**REQUIREMENT:** Reproduce the line that contains "Note: point out the hazy" and every line after it through the end of the records, exactly, with nothing added.

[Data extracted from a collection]
--------------------

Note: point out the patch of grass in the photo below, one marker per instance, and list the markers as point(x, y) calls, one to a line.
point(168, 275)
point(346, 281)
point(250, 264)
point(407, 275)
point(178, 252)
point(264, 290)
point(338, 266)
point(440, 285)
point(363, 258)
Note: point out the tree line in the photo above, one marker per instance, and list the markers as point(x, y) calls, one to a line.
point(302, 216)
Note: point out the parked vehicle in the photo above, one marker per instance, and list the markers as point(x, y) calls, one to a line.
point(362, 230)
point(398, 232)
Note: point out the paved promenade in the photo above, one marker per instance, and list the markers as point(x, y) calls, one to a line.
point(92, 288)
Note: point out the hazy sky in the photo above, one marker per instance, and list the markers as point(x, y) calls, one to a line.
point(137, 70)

--------------------

**REPLY TO THE EXERCISE:**
Note: point out the hazy sky in the photo above, one marker per instance, and list the markers as point(x, y) calls, one to a line.
point(137, 70)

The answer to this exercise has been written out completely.